• PROVIDED MATERIAL:
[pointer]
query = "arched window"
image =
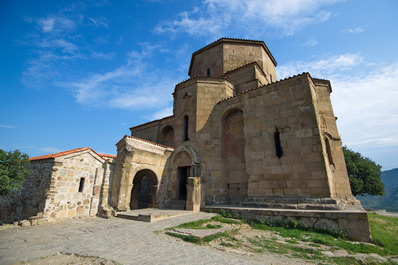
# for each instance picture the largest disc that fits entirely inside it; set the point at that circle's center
(186, 127)
(278, 146)
(167, 136)
(329, 151)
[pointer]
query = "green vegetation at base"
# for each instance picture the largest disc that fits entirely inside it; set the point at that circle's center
(198, 240)
(203, 224)
(13, 170)
(287, 238)
(384, 232)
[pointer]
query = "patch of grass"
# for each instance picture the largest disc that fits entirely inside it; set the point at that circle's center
(198, 240)
(193, 225)
(187, 238)
(214, 236)
(384, 232)
(210, 226)
(201, 224)
(224, 220)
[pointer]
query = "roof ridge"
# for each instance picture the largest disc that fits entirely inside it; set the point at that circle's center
(226, 38)
(147, 141)
(257, 42)
(152, 121)
(68, 152)
(248, 90)
(245, 65)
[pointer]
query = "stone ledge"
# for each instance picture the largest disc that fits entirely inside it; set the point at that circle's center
(354, 222)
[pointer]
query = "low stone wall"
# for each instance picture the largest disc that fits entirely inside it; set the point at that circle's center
(354, 223)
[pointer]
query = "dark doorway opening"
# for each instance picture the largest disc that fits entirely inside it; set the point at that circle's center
(183, 174)
(143, 193)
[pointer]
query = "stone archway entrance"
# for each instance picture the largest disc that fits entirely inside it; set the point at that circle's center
(184, 183)
(143, 192)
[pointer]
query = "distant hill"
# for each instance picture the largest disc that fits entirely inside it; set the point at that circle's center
(388, 202)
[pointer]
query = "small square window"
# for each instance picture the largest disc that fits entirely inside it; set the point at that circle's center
(81, 185)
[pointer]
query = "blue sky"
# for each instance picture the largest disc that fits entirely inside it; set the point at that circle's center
(80, 73)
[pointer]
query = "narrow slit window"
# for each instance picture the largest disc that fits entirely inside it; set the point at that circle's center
(329, 151)
(186, 127)
(278, 146)
(81, 185)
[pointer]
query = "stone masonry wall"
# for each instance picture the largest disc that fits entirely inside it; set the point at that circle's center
(286, 106)
(65, 199)
(30, 200)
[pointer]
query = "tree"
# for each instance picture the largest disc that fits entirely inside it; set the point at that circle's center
(364, 174)
(13, 170)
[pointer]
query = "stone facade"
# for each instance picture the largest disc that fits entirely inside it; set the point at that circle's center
(237, 138)
(66, 184)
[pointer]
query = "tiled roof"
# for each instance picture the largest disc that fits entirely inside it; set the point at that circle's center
(243, 66)
(146, 141)
(243, 92)
(50, 156)
(108, 156)
(233, 40)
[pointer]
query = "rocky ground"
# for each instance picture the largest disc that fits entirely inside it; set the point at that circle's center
(119, 241)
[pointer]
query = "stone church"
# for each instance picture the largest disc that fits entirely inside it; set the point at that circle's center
(239, 139)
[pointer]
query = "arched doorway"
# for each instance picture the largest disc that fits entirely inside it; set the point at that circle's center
(143, 193)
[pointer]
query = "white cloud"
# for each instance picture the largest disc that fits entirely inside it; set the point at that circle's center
(134, 85)
(364, 100)
(215, 17)
(311, 43)
(47, 24)
(357, 30)
(55, 23)
(366, 105)
(50, 149)
(100, 21)
(320, 67)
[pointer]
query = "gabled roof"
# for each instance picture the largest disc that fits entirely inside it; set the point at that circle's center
(236, 41)
(51, 156)
(145, 141)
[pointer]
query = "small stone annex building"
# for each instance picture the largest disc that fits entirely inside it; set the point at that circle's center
(238, 139)
(65, 184)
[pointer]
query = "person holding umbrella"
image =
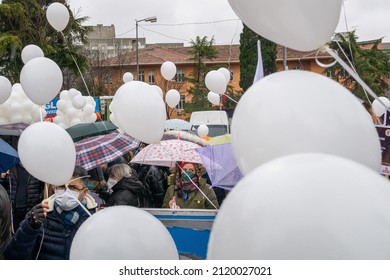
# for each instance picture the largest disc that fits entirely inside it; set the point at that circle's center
(190, 191)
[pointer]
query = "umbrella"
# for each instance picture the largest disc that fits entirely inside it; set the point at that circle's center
(177, 124)
(167, 152)
(184, 135)
(8, 156)
(84, 130)
(222, 139)
(221, 165)
(96, 150)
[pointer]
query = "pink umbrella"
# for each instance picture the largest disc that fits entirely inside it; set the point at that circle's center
(167, 152)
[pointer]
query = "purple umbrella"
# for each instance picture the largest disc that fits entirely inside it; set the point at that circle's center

• GOAL: How many lines in the items above contain the string "stone" with case matching? Give only the number.

• CORRECT RESPONSE: 7